* Begin DATA *

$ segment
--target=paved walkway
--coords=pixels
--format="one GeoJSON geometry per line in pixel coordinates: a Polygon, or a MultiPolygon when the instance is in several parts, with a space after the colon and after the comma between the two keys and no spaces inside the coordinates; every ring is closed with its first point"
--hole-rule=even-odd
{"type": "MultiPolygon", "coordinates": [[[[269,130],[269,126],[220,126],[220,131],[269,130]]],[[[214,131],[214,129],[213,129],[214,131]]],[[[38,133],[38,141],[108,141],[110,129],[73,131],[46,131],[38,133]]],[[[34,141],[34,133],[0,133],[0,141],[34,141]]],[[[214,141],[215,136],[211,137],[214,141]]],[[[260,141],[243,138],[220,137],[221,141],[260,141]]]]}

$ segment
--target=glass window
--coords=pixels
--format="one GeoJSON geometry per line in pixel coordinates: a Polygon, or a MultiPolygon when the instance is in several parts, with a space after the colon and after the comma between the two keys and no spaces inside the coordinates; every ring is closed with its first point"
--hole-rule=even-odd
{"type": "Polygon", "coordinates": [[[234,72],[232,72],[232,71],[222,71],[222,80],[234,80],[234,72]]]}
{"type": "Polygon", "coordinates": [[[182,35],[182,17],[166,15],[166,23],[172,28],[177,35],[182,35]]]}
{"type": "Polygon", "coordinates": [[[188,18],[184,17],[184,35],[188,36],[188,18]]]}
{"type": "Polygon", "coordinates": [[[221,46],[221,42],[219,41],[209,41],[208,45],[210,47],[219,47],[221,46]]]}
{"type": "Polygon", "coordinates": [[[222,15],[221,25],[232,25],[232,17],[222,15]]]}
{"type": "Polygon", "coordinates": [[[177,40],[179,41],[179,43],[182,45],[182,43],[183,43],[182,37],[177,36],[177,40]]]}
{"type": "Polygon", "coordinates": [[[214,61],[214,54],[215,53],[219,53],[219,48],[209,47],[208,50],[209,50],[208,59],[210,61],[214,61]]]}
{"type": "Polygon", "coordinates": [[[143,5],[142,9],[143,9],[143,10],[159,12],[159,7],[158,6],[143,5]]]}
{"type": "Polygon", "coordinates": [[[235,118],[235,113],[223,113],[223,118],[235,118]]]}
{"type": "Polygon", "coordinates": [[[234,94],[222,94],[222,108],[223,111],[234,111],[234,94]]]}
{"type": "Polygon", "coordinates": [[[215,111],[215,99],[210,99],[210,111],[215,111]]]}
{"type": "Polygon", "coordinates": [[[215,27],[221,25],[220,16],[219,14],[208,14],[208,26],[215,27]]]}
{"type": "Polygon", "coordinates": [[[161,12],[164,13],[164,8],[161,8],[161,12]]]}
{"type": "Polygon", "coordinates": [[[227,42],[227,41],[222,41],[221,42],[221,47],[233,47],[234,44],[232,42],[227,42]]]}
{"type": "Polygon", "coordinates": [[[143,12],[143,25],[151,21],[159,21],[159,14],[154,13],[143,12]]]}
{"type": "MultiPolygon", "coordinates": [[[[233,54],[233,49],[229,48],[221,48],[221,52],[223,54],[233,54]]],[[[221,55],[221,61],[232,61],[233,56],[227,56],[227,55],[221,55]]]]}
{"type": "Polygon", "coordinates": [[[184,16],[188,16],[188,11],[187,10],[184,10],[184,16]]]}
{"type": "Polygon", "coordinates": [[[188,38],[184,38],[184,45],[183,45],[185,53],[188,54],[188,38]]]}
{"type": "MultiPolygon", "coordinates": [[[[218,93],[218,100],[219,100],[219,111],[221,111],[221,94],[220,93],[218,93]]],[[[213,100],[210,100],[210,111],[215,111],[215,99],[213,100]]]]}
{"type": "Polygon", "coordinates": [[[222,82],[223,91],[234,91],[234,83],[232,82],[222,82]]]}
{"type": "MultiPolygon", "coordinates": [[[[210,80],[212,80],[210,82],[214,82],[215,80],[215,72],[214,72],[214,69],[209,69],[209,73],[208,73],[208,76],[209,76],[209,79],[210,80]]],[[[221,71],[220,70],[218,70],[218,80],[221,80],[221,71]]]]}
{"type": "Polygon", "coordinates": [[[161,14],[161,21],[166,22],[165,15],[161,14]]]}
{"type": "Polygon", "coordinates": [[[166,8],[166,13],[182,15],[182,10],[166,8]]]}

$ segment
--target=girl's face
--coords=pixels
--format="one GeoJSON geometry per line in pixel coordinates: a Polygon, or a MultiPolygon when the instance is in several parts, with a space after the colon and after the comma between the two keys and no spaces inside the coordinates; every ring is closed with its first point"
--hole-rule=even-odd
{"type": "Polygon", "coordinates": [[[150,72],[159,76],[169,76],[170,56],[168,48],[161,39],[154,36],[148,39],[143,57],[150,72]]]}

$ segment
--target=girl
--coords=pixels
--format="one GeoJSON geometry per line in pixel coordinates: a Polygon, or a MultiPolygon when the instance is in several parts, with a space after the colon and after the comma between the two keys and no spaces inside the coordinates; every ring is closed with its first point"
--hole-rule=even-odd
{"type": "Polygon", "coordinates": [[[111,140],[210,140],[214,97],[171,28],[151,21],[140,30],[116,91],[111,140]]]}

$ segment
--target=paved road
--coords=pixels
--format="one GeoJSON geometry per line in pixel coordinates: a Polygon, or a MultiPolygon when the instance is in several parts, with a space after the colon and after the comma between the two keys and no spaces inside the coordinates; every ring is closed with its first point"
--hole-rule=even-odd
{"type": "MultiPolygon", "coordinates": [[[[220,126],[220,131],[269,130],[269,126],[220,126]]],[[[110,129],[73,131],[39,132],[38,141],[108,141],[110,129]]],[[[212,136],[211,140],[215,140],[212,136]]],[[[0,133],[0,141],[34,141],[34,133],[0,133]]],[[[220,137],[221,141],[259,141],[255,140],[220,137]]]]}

* End DATA *

▸ **DO THIS**
Copy out the data shown above without altering anything.

▸ **RESPONSE TO THIS EXERCISE**
$ segment
--target=paved walkway
--coords=pixels
--format="one GeoJSON geometry per line in pixel coordinates: a Polygon, or a MultiPolygon when the instance is in several parts, with a space after the colon and after the comma between the two keys and no spaces inside the coordinates; every ring is closed with its first point"
--hole-rule=even-odd
{"type": "MultiPolygon", "coordinates": [[[[269,130],[269,126],[220,126],[220,131],[269,130]]],[[[214,131],[214,129],[213,129],[214,131]]],[[[38,133],[38,141],[108,141],[110,129],[73,131],[46,131],[38,133]]],[[[34,141],[34,133],[0,133],[0,141],[34,141]]],[[[214,141],[215,136],[211,137],[214,141]]],[[[260,141],[243,138],[220,137],[221,141],[260,141]]]]}

$ segment
--target=glass window
--coords=pixels
--format="one GeoJSON geometry per line in pixel coordinates: a Polygon, or a MultiPolygon when the instance is in several parts, with a space after the colon and after the comma between the two keys and no spaces inside the coordinates; every ring is closed with its first point"
--hole-rule=even-odd
{"type": "Polygon", "coordinates": [[[234,72],[232,72],[232,71],[222,71],[222,80],[234,80],[234,72]]]}
{"type": "Polygon", "coordinates": [[[182,35],[182,17],[166,15],[166,23],[172,28],[177,35],[182,35]]]}
{"type": "Polygon", "coordinates": [[[188,18],[184,17],[184,35],[188,36],[188,18]]]}
{"type": "Polygon", "coordinates": [[[221,46],[221,42],[219,41],[209,41],[208,45],[210,47],[219,47],[221,46]]]}
{"type": "Polygon", "coordinates": [[[222,15],[221,25],[232,25],[232,17],[222,15]]]}
{"type": "Polygon", "coordinates": [[[177,40],[179,41],[179,43],[182,45],[182,43],[183,43],[182,37],[177,36],[177,40]]]}
{"type": "Polygon", "coordinates": [[[214,61],[214,54],[215,53],[219,53],[219,48],[209,47],[208,50],[209,50],[208,59],[210,61],[214,61]]]}
{"type": "Polygon", "coordinates": [[[143,5],[142,9],[143,9],[143,10],[159,12],[159,7],[158,6],[143,5]]]}
{"type": "Polygon", "coordinates": [[[235,118],[235,113],[223,113],[223,118],[235,118]]]}
{"type": "Polygon", "coordinates": [[[234,94],[222,94],[222,108],[223,111],[234,111],[234,94]]]}
{"type": "Polygon", "coordinates": [[[215,111],[215,99],[210,99],[210,111],[215,111]]]}
{"type": "Polygon", "coordinates": [[[215,27],[221,25],[220,16],[219,14],[208,14],[208,26],[215,27]]]}
{"type": "Polygon", "coordinates": [[[161,12],[164,13],[164,8],[161,8],[161,12]]]}
{"type": "Polygon", "coordinates": [[[227,42],[227,41],[222,41],[221,42],[221,47],[233,47],[234,44],[232,42],[227,42]]]}
{"type": "Polygon", "coordinates": [[[143,12],[143,25],[151,21],[159,21],[159,14],[154,13],[143,12]]]}
{"type": "MultiPolygon", "coordinates": [[[[233,54],[233,49],[229,48],[221,48],[221,52],[223,54],[233,54]]],[[[221,55],[221,61],[232,61],[233,56],[227,56],[227,55],[221,55]]]]}
{"type": "Polygon", "coordinates": [[[184,16],[188,16],[188,11],[187,10],[184,10],[184,16]]]}
{"type": "Polygon", "coordinates": [[[188,38],[184,38],[184,45],[183,45],[185,53],[188,54],[188,38]]]}
{"type": "MultiPolygon", "coordinates": [[[[218,93],[218,100],[219,100],[219,111],[221,111],[221,94],[220,93],[218,93]]],[[[213,100],[210,100],[210,111],[215,111],[215,99],[213,100]]]]}
{"type": "Polygon", "coordinates": [[[222,82],[223,91],[234,91],[234,83],[232,82],[222,82]]]}
{"type": "MultiPolygon", "coordinates": [[[[210,80],[212,80],[210,82],[214,82],[215,80],[215,72],[214,72],[214,69],[209,69],[209,73],[208,73],[208,76],[209,76],[209,79],[210,80]]],[[[221,71],[220,70],[218,70],[218,80],[221,80],[221,71]]]]}
{"type": "Polygon", "coordinates": [[[161,14],[161,21],[166,22],[165,15],[161,14]]]}
{"type": "Polygon", "coordinates": [[[166,8],[166,13],[182,15],[182,10],[166,8]]]}

$ segment
--target=girl's face
--coords=pixels
--format="one GeoJSON geometry per line in pixel coordinates: a Polygon, or a MultiPolygon when the instance is in several parts, with a space after the colon and after the comma between the two keys and no spaces inside the coordinates; every ring is closed with its first point"
--hole-rule=even-odd
{"type": "Polygon", "coordinates": [[[150,72],[159,76],[169,76],[170,56],[168,48],[161,39],[154,36],[148,39],[143,57],[150,72]]]}

$ segment
--target=girl
--coords=pixels
--format="one GeoJSON geometry per line in pixel coordinates: a Polygon, or a MultiPolygon when the instance is in several parts, with a space after the colon and after the comma between the two keys and no spaces inside the coordinates; every ring is closed with its first point"
--hole-rule=even-odd
{"type": "Polygon", "coordinates": [[[111,140],[210,140],[214,97],[171,28],[151,21],[140,30],[116,91],[111,140]]]}

$ segment
--target=paved road
--coords=pixels
--format="one GeoJSON geometry per line in pixel coordinates: a Polygon, or a MultiPolygon when the instance is in several parts, with a space after the colon and after the comma between the two keys and no spaces inside the coordinates; every ring is closed with its first point"
--hole-rule=even-odd
{"type": "MultiPolygon", "coordinates": [[[[220,126],[220,131],[269,130],[269,126],[220,126]]],[[[110,129],[73,131],[39,132],[38,141],[108,141],[110,129]]],[[[212,136],[211,140],[215,140],[212,136]]],[[[0,133],[0,141],[34,141],[34,133],[0,133]]],[[[220,137],[221,141],[259,141],[255,140],[220,137]]]]}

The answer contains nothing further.